(Recorded data)
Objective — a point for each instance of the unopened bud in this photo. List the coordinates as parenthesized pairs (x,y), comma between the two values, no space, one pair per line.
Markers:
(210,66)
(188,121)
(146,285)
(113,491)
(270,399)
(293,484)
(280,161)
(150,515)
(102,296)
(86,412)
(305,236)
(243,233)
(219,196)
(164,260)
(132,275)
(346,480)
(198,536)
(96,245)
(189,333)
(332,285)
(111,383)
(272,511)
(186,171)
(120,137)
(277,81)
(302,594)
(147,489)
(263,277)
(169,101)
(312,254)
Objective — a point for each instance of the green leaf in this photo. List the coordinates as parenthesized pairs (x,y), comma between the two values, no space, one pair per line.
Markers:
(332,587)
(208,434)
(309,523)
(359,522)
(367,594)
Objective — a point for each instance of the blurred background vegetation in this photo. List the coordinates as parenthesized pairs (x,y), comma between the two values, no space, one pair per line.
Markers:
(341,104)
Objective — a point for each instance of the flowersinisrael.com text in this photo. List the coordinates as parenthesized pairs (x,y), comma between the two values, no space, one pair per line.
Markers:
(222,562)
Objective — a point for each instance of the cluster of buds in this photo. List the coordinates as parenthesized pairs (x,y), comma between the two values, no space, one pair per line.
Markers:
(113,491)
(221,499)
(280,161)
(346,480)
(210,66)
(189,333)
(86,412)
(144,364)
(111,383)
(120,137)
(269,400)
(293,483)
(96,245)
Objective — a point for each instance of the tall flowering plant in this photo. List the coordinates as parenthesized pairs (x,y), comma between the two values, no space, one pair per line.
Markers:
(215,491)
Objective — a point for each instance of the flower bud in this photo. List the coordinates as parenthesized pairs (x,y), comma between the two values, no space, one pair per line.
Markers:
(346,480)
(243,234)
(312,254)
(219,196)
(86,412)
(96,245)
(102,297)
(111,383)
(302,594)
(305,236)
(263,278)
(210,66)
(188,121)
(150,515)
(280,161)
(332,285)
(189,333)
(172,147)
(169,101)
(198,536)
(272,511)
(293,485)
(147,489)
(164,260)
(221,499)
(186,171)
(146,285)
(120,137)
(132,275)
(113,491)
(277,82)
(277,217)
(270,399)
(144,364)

- Requirement -
Copy every record above exactly as it appears.

- Answer below -
Objective — a point for each instance of the unopened bud in this photo. List the coordinates as parenthesized pairs (x,y), comma between the two values, no space, one pair per line.
Markers:
(210,66)
(188,121)
(146,285)
(113,491)
(270,399)
(293,484)
(280,161)
(150,515)
(102,296)
(86,412)
(305,236)
(243,233)
(219,196)
(164,260)
(132,275)
(346,480)
(198,536)
(96,245)
(189,333)
(332,285)
(111,383)
(272,511)
(186,171)
(120,137)
(277,81)
(302,594)
(147,489)
(263,277)
(169,101)
(312,254)
Objective — a point for each instance of the green leaf in this photo. List the coordinates as parenthesized pairs (x,y), comma between the two values, no space, one pair per line.
Markers:
(332,587)
(208,434)
(309,523)
(359,522)
(367,594)
Objective — a point for each instance of the blurred background vegetation in this photo. List the coordinates as parenthesized pairs (x,y), comma between the two values, no space, one pair per line.
Markers:
(341,104)
Objective — a point for each instance of the flowersinisrael.com text in this photo. List the coordinates as parenthesized pairs (x,y), comma between the two values, no space, one pair per line.
Markers:
(222,562)
Objective — a point for each instance of the cluster of buds in this photo. List the coordinates as parenthesized pairs (x,y), comma between the two values, no space, one pair per line.
Markers:
(113,491)
(221,499)
(280,161)
(346,480)
(210,66)
(189,333)
(86,412)
(144,364)
(111,383)
(120,137)
(269,400)
(293,483)
(96,245)
Objective — a point for each instance of the tall flowering plant in this photo. List the coordinates as parenthesized pairs (x,y), comma between the two values, no space, one pair per line.
Markers:
(215,491)
Objective — a point for each instance of the flower bud in this photo. List the coordinates as parenthesized pairs (x,y), comma between the two values, no space, one pair per line.
Markers:
(346,480)
(243,234)
(312,254)
(219,196)
(86,412)
(96,245)
(102,297)
(111,383)
(302,594)
(305,236)
(263,278)
(210,66)
(188,121)
(150,515)
(280,161)
(332,285)
(189,333)
(172,147)
(169,101)
(198,536)
(272,511)
(293,485)
(147,489)
(164,260)
(221,499)
(186,171)
(146,285)
(120,137)
(132,275)
(113,491)
(277,82)
(277,217)
(270,399)
(144,364)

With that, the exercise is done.